Activity:
The job is to find each line in the entries holding the string "face" and copy that line.

Dataset extract Start Marker

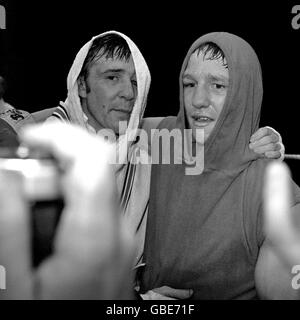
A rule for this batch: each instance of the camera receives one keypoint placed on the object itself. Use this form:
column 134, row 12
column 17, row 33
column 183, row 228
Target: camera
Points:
column 41, row 184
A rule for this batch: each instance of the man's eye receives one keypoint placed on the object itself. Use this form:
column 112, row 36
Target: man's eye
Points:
column 113, row 78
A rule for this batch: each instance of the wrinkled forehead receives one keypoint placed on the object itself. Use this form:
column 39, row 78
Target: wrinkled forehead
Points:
column 114, row 64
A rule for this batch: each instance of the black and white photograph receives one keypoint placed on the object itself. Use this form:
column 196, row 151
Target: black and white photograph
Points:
column 149, row 152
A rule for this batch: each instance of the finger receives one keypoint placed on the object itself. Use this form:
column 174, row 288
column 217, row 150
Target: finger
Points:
column 59, row 138
column 260, row 133
column 15, row 253
column 152, row 295
column 263, row 149
column 175, row 293
column 278, row 222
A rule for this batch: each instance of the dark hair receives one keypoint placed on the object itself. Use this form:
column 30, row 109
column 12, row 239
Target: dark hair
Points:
column 3, row 87
column 108, row 46
column 212, row 52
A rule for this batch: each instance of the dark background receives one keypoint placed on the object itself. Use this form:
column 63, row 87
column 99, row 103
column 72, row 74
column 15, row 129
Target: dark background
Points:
column 42, row 39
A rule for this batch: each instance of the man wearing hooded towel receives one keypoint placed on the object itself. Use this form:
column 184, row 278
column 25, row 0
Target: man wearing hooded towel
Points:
column 207, row 234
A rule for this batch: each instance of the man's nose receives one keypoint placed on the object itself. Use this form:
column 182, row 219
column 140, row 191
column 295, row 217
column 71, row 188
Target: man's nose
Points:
column 201, row 97
column 128, row 91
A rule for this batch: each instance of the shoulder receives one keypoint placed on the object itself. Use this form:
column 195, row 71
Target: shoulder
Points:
column 61, row 114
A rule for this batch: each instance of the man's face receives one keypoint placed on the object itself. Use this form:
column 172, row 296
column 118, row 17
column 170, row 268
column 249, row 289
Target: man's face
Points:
column 109, row 93
column 205, row 84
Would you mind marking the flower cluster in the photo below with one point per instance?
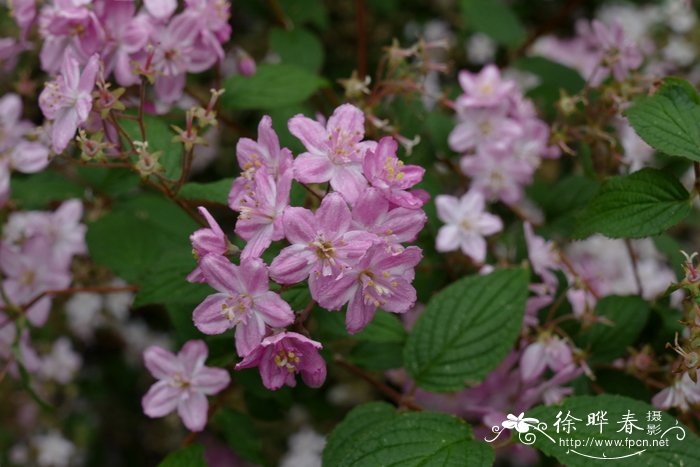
(350, 250)
(597, 51)
(499, 135)
(154, 40)
(36, 250)
(19, 149)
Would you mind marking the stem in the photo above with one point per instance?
(361, 15)
(572, 270)
(394, 395)
(186, 166)
(633, 259)
(68, 291)
(142, 101)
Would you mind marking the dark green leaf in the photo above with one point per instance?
(191, 456)
(628, 316)
(375, 434)
(684, 451)
(642, 204)
(669, 121)
(495, 19)
(240, 434)
(37, 190)
(466, 330)
(272, 86)
(298, 47)
(216, 192)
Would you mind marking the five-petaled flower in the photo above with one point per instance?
(183, 383)
(244, 301)
(281, 356)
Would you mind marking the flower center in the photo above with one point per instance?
(393, 169)
(324, 248)
(179, 381)
(235, 308)
(287, 359)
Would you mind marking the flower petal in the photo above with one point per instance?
(275, 312)
(208, 316)
(161, 399)
(160, 362)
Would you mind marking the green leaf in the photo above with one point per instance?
(272, 86)
(466, 330)
(298, 47)
(563, 201)
(384, 328)
(669, 121)
(684, 451)
(138, 233)
(495, 19)
(628, 316)
(306, 12)
(123, 243)
(164, 281)
(240, 434)
(642, 204)
(375, 434)
(191, 456)
(37, 190)
(552, 74)
(377, 356)
(216, 192)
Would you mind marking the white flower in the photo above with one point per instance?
(62, 363)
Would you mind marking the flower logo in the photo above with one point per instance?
(519, 423)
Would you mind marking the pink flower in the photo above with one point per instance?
(387, 173)
(183, 383)
(622, 54)
(381, 279)
(173, 56)
(484, 127)
(210, 19)
(548, 352)
(281, 356)
(244, 301)
(67, 100)
(497, 174)
(207, 241)
(322, 243)
(127, 35)
(28, 275)
(160, 9)
(261, 203)
(485, 89)
(371, 213)
(466, 224)
(12, 127)
(334, 153)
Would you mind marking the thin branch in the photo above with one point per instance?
(68, 291)
(361, 16)
(394, 395)
(635, 269)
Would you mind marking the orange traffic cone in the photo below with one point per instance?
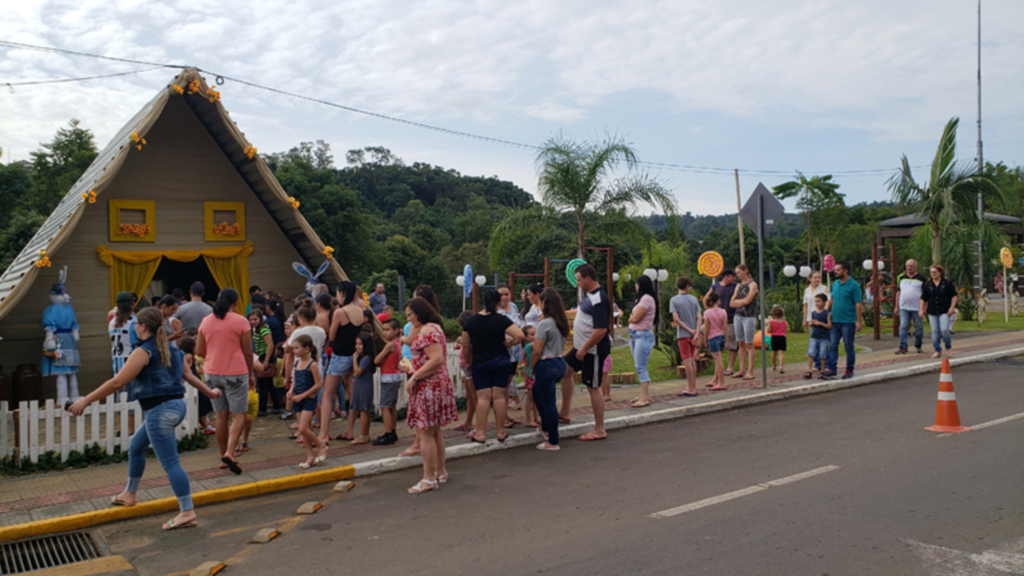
(946, 414)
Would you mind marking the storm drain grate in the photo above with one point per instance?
(49, 551)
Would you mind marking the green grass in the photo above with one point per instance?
(657, 367)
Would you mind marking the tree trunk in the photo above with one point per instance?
(936, 244)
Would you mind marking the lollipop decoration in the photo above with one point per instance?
(711, 263)
(467, 283)
(570, 271)
(1007, 257)
(828, 264)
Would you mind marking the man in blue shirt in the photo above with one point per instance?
(847, 320)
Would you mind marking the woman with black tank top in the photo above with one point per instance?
(346, 323)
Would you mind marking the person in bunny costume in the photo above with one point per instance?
(60, 346)
(311, 279)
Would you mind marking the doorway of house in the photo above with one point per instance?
(171, 275)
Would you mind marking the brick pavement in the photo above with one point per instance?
(272, 454)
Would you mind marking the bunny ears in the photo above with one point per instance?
(303, 271)
(58, 288)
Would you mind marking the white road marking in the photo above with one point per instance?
(994, 422)
(739, 493)
(940, 561)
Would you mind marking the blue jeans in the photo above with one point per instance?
(940, 331)
(641, 342)
(158, 430)
(846, 331)
(547, 374)
(906, 317)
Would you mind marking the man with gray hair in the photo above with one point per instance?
(908, 286)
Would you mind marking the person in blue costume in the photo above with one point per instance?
(60, 346)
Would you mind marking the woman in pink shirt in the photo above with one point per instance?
(225, 343)
(715, 324)
(642, 337)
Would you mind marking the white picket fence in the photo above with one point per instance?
(33, 429)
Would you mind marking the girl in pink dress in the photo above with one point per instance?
(431, 397)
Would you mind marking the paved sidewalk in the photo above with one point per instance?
(272, 455)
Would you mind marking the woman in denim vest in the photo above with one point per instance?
(154, 371)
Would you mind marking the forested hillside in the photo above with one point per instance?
(387, 217)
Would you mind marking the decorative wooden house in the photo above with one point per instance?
(179, 195)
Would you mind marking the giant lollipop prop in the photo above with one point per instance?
(711, 263)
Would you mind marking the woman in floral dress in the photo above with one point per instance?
(431, 398)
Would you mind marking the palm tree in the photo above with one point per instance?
(949, 198)
(576, 178)
(817, 194)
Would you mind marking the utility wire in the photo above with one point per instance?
(479, 137)
(11, 84)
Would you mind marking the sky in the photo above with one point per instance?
(763, 86)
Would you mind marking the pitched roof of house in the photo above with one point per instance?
(18, 277)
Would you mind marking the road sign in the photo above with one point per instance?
(772, 209)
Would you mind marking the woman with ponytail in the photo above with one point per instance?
(225, 343)
(154, 371)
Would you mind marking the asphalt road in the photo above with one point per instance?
(901, 501)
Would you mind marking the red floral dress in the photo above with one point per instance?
(432, 402)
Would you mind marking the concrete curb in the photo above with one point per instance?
(85, 520)
(641, 418)
(161, 505)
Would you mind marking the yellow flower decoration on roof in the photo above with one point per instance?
(139, 141)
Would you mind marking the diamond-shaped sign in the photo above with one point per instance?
(772, 210)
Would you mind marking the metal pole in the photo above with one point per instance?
(761, 291)
(981, 205)
(876, 293)
(739, 220)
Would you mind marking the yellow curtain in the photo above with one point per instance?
(232, 273)
(132, 271)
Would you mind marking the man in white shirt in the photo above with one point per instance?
(909, 285)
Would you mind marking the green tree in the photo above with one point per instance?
(814, 196)
(58, 165)
(576, 178)
(949, 198)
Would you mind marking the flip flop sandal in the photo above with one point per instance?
(169, 525)
(231, 465)
(419, 488)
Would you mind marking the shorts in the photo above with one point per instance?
(716, 344)
(235, 397)
(307, 404)
(730, 338)
(340, 365)
(686, 348)
(778, 343)
(389, 389)
(589, 367)
(253, 405)
(493, 373)
(745, 326)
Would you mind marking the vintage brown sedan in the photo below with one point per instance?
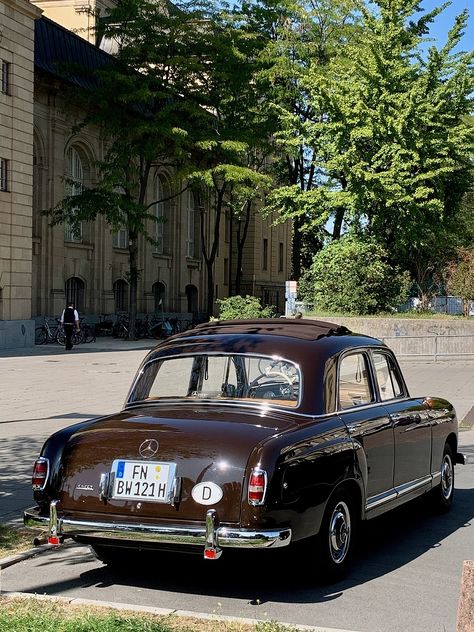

Dataset extract End Marker

Exercise answer:
A rule for this batch: each instance of the man's face receives one keypoint placed on the object itself. Use this form:
Target: man's face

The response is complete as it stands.